== Record excerpts

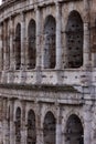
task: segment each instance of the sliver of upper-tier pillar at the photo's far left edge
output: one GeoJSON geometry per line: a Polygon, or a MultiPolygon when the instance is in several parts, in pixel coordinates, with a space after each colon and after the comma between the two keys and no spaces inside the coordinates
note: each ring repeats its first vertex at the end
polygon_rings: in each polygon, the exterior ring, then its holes
{"type": "Polygon", "coordinates": [[[2,55],[3,55],[2,53],[2,24],[0,23],[0,71],[2,71],[2,66],[3,66],[2,55]]]}

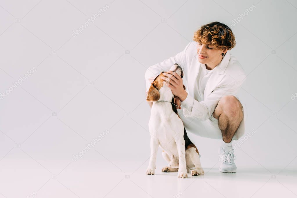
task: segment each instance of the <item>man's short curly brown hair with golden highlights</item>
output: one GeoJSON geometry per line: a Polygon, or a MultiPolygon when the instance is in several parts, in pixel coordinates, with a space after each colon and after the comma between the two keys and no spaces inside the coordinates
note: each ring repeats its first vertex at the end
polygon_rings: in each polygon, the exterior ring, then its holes
{"type": "Polygon", "coordinates": [[[212,22],[203,25],[194,33],[194,41],[213,45],[219,49],[232,49],[236,41],[232,30],[224,23],[212,22]]]}

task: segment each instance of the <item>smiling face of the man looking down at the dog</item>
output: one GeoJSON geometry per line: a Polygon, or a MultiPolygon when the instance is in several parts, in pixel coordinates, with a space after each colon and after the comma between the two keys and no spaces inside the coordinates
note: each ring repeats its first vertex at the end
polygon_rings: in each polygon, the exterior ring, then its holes
{"type": "Polygon", "coordinates": [[[211,65],[211,63],[216,63],[222,60],[222,52],[222,49],[217,49],[211,44],[197,43],[198,60],[202,64],[211,65]]]}

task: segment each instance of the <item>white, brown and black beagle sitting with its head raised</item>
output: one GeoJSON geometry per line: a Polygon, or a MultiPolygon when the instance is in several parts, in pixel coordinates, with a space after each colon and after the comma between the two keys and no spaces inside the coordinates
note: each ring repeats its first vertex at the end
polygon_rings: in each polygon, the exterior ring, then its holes
{"type": "MultiPolygon", "coordinates": [[[[175,71],[183,77],[183,71],[178,64],[173,65],[170,71],[175,71]]],[[[149,120],[151,157],[146,174],[154,175],[157,150],[160,146],[163,150],[162,156],[168,162],[168,165],[162,168],[162,172],[178,171],[179,178],[187,178],[189,170],[195,168],[191,170],[191,175],[203,175],[200,154],[187,136],[184,124],[178,116],[171,89],[163,84],[163,73],[164,71],[151,83],[146,97],[148,102],[153,102],[149,120]]]]}

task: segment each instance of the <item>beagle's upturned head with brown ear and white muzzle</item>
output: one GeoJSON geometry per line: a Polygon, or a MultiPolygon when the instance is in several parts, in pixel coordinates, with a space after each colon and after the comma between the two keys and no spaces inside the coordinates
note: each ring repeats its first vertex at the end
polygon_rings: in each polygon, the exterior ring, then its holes
{"type": "MultiPolygon", "coordinates": [[[[169,70],[175,71],[176,74],[181,76],[181,78],[184,76],[183,70],[181,69],[181,66],[179,66],[178,64],[174,64],[169,70]]],[[[161,74],[159,74],[156,77],[154,82],[151,83],[151,87],[149,88],[149,92],[146,97],[146,101],[155,102],[159,99],[171,101],[171,99],[173,97],[171,89],[166,84],[163,84],[164,80],[161,78],[162,76],[165,76],[163,74],[164,72],[165,71],[162,71],[161,74]]]]}

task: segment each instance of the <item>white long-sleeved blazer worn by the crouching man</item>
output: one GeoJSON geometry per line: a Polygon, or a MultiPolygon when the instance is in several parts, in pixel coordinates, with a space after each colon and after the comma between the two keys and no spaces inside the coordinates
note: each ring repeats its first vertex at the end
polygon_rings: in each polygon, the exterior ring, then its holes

====

__Description of the task__: All records must be output exactly as they are, except for the pictures, which are left out.

__Written solution__:
task: segment each instance of the sliver of upper-tier pillar at the photo's far left edge
output: one GeoJSON geometry per line: a Polygon, or a MultiPolygon when the instance is in several parts, in pixel coordinates, with a space after each colon and after the comma between the two keys and no spaces inside the coordinates
note: each ring repeats its first vertex at the end
polygon_rings: in each polygon, the exterior ring, then its holes
{"type": "Polygon", "coordinates": [[[2,55],[3,55],[2,53],[2,24],[0,23],[0,71],[2,71],[2,66],[3,66],[2,55]]]}

task: segment each instance of the <item>man's short curly brown hair with golden highlights</item>
output: one GeoJSON geometry per line: a Polygon, or a MultiPolygon when the instance is in several parts, in pixel coordinates, with a space after each colon and after the comma between the two keys and no spaces inside the coordinates
note: each ring repeats its first vertex at the end
polygon_rings: in each polygon, the exterior ring, then its holes
{"type": "Polygon", "coordinates": [[[212,22],[203,25],[194,33],[194,41],[213,45],[219,49],[232,49],[236,41],[232,30],[224,23],[212,22]]]}

task: segment each instance of the <item>smiling face of the man looking down at the dog</item>
output: one GeoJSON geometry per line: a Polygon, or a MultiPolygon when the instance is in several parts, in pixel coordinates, with a space after each colon and after the comma between the two keys and no spaces inside the coordinates
note: each ring repeats its first vertex at the end
polygon_rings: in each polygon, the exterior ring, then its holes
{"type": "Polygon", "coordinates": [[[211,65],[211,63],[216,63],[222,60],[222,52],[222,49],[217,49],[211,44],[197,43],[198,60],[202,64],[211,65]]]}

task: segment each instance of the <item>white, brown and black beagle sitting with its head raised</item>
output: one GeoJSON geometry per line: a Polygon, or a MultiPolygon when the instance is in several parts, in pixel coordinates, with a space after each colon and after the comma between the two keys and no spaces inside the coordinates
note: each ring repeats its first vertex at the end
polygon_rings: in each polygon, the exterior ring, then its holes
{"type": "MultiPolygon", "coordinates": [[[[175,71],[183,77],[183,71],[178,64],[173,65],[170,71],[175,71]]],[[[149,120],[151,157],[146,174],[154,175],[157,150],[160,146],[163,150],[162,156],[168,162],[168,165],[162,168],[162,172],[178,171],[179,178],[187,178],[189,170],[195,168],[191,170],[191,175],[203,175],[200,154],[187,136],[184,124],[178,116],[171,89],[163,84],[163,73],[164,71],[151,83],[146,97],[148,102],[153,102],[149,120]]]]}

task: segment each instance of the <item>beagle's upturned head with brown ear and white muzzle</item>
output: one GeoJSON geometry per line: a Polygon, or a MultiPolygon when the instance is in several parts, in pixel coordinates, with a space after each colon and after the comma between the two keys and no spaces inside the coordinates
note: each ring repeats its first vertex at the end
polygon_rings: in each polygon, the exterior ring, then its holes
{"type": "MultiPolygon", "coordinates": [[[[169,70],[175,71],[176,74],[181,76],[181,78],[184,76],[183,70],[181,69],[181,66],[179,66],[178,64],[174,64],[169,70]]],[[[161,74],[159,74],[156,77],[154,82],[151,83],[151,87],[149,88],[149,92],[146,97],[146,101],[155,102],[159,99],[171,101],[171,99],[173,97],[171,89],[166,84],[163,84],[164,80],[161,78],[162,76],[165,76],[163,74],[164,72],[165,71],[162,71],[161,74]]]]}

task: segment each instance of the <item>white long-sleeved blazer worn by the crouching man</item>
output: one GeoJSON geometry per line: a Polygon, or a MultiPolygon when the instance is in several parts, in pixel coordinates, with a space after each colon and after the comma between the two keys and no spaces inside the coordinates
note: each ring repeats its first vertex at the end
polygon_rings: in each polygon, the exterior ring, then its holes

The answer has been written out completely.